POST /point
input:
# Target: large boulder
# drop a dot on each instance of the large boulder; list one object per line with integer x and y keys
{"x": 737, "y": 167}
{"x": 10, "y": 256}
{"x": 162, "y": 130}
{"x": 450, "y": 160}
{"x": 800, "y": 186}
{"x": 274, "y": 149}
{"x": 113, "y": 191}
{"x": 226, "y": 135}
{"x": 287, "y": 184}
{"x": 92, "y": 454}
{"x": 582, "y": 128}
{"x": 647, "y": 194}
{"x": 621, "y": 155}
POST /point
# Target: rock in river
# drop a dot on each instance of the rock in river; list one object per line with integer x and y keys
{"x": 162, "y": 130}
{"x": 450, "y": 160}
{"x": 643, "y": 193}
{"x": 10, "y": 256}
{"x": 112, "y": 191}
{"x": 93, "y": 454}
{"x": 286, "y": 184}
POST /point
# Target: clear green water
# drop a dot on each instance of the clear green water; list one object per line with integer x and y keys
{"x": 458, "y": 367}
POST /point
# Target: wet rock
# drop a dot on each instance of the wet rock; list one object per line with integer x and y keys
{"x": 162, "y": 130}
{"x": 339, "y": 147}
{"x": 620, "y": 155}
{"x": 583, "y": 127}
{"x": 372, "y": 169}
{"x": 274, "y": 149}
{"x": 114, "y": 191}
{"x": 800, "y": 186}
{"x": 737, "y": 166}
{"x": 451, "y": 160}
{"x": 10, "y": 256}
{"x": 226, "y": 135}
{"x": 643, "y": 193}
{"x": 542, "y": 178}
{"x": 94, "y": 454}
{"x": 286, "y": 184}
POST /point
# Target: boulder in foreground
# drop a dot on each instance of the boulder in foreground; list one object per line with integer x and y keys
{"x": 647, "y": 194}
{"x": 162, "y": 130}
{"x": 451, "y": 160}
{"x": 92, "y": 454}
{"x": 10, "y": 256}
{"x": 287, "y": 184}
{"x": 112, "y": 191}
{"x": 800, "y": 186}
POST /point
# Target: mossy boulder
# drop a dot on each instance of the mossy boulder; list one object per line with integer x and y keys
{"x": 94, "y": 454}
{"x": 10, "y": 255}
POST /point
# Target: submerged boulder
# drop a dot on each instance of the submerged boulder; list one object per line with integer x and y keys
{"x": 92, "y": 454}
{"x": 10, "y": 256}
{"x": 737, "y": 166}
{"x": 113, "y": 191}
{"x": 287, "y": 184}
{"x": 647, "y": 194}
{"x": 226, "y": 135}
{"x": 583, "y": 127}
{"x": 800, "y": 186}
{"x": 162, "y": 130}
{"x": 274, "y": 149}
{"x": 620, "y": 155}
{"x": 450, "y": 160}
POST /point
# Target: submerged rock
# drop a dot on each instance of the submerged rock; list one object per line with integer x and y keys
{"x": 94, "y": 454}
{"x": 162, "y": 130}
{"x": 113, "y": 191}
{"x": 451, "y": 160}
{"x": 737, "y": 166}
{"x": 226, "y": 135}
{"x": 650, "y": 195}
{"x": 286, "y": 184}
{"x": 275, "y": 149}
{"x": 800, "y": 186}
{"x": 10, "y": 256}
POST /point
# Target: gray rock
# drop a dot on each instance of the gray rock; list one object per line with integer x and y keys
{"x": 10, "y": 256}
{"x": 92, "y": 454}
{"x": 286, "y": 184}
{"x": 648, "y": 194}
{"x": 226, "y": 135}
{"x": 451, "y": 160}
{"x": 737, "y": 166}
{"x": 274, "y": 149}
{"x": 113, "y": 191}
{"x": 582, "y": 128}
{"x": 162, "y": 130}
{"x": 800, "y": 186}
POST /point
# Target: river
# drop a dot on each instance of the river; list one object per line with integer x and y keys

▬▬▬▬▬▬

**WHAT YOU SHOULD DO:** Lines holding the string "Target" are the answer; copy each one from the listing above.

**WRITTEN SOLUTION:**
# Target: large boulder
# Target: rock in river
# Target: clear green water
# Target: wet rock
# Target: boulder in foreground
# Target: mossy boulder
# Target: submerged boulder
# Target: submerged rock
# Target: gray rock
# Target: river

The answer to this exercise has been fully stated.